▶ _TASK TO CARRY OUT_: Reproduce the entries word for word, beginning at the very first line and ending at the line that contains "76 259 L 78", with both of those lines included.
[Start INFORMATION GIVEN]
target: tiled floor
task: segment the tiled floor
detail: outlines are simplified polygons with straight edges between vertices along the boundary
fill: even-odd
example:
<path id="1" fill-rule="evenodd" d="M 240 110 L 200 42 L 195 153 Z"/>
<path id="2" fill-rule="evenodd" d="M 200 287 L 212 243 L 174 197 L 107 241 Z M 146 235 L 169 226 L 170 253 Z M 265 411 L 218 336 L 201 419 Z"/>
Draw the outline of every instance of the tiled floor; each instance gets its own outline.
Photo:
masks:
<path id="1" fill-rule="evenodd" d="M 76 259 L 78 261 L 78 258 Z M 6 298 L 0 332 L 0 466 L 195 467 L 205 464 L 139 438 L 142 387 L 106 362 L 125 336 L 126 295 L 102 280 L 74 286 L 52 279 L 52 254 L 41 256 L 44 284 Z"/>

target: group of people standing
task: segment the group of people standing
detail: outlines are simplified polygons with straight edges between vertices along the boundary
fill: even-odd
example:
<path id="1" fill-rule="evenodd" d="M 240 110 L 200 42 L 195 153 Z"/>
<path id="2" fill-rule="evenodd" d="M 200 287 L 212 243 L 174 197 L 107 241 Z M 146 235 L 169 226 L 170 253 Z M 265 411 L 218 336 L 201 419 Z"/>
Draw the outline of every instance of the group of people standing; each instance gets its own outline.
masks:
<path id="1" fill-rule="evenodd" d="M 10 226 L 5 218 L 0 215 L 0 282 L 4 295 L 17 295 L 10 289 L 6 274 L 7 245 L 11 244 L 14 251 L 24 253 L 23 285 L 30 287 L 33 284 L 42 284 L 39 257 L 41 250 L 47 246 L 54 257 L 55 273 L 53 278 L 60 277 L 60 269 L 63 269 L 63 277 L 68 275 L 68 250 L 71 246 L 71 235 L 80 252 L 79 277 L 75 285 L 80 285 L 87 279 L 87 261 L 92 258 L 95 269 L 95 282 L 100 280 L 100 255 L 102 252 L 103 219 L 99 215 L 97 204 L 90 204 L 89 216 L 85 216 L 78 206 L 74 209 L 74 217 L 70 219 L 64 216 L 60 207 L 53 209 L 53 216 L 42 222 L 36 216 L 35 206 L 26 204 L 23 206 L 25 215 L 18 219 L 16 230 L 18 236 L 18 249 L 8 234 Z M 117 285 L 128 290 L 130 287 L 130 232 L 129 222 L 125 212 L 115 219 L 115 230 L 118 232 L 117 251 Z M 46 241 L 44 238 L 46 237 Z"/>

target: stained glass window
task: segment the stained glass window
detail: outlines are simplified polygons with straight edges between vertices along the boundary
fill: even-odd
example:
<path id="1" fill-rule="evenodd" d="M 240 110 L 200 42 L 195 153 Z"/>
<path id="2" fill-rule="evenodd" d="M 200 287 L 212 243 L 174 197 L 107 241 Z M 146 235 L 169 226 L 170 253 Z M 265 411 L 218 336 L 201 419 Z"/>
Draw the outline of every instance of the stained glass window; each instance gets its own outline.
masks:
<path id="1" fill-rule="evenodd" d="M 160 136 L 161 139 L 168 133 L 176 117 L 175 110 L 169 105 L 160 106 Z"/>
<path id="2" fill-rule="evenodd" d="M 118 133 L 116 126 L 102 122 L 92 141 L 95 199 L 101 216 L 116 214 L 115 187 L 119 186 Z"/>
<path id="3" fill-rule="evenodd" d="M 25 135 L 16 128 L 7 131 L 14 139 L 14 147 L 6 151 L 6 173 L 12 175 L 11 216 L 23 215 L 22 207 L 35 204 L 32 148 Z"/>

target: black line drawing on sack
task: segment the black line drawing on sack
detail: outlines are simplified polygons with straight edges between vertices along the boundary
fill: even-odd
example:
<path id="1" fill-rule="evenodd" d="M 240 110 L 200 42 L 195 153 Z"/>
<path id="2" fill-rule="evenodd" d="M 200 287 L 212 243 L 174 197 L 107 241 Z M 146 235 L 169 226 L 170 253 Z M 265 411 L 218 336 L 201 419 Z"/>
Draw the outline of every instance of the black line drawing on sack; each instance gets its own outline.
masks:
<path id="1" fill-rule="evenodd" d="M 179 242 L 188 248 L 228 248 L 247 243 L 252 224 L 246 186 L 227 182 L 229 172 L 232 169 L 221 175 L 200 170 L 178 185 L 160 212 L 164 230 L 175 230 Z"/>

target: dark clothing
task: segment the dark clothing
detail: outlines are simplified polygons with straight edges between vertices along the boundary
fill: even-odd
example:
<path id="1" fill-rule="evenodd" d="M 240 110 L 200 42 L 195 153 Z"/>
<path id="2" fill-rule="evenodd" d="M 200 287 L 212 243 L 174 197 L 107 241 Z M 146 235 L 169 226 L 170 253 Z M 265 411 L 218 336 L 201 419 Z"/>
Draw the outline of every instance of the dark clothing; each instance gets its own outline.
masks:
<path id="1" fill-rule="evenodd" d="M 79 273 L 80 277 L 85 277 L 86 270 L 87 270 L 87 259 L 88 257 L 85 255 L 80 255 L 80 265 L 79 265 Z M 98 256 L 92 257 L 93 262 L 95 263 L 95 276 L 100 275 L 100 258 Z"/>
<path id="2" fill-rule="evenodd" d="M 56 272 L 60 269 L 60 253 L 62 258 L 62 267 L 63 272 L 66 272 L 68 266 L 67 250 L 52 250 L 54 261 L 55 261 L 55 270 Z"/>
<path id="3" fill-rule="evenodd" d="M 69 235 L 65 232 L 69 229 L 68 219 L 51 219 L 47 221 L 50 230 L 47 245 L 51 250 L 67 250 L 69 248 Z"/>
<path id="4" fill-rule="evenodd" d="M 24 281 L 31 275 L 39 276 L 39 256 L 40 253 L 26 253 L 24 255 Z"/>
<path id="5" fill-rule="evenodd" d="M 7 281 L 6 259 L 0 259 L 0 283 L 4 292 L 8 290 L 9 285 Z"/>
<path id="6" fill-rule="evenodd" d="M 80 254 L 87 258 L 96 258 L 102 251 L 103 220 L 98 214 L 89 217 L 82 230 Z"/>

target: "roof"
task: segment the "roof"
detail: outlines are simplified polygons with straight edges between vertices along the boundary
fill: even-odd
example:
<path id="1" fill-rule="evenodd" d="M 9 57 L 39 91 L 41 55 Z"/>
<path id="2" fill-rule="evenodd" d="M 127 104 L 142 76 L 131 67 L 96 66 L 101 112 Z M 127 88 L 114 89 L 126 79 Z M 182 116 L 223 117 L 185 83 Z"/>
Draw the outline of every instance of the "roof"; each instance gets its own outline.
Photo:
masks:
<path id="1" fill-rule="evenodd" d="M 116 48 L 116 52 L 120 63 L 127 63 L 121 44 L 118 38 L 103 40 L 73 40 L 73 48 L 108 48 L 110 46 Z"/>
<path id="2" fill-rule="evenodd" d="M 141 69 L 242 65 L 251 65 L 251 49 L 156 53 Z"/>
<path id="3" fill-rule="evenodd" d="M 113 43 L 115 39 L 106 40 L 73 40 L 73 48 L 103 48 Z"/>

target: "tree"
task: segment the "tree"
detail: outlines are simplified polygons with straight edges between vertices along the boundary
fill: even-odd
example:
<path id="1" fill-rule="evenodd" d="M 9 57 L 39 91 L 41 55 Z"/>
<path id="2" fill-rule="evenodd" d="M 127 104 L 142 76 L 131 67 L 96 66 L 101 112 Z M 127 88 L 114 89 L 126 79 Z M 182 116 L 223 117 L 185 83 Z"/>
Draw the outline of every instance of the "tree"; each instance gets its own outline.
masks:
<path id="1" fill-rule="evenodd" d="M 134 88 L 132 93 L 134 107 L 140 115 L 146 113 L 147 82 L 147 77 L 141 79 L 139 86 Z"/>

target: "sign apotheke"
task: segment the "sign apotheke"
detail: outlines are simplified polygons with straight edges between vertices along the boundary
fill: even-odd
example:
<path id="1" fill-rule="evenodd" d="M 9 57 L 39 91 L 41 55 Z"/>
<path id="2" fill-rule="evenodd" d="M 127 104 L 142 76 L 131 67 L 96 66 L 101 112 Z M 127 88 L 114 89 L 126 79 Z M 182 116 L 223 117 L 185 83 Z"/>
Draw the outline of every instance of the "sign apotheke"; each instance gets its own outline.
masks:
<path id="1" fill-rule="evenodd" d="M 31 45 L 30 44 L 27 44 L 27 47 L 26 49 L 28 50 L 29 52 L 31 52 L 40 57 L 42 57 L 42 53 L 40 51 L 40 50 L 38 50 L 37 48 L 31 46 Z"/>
[End INFORMATION GIVEN]
▶ _EXERCISE OUTPUT_:
target: tiled floor
task: segment the tiled floor
detail: outlines are simplified polygons with straight edges between vertices along the boundary
fill: even-odd
example:
<path id="1" fill-rule="evenodd" d="M 240 110 L 200 42 L 195 153 Z"/>
<path id="2" fill-rule="evenodd" d="M 200 287 L 212 243 L 174 197 L 107 241 Z M 146 235 L 169 226 L 170 253 Z M 265 411 L 218 336 L 201 419 Z"/>
Draw the outline of every instance of the tiled floor; each instance gets its own outline.
Photo:
masks:
<path id="1" fill-rule="evenodd" d="M 76 259 L 78 261 L 78 258 Z M 6 298 L 0 332 L 0 466 L 195 467 L 205 464 L 139 438 L 142 387 L 106 362 L 125 336 L 126 295 L 102 280 L 74 286 L 52 279 L 52 254 L 41 256 L 44 284 Z"/>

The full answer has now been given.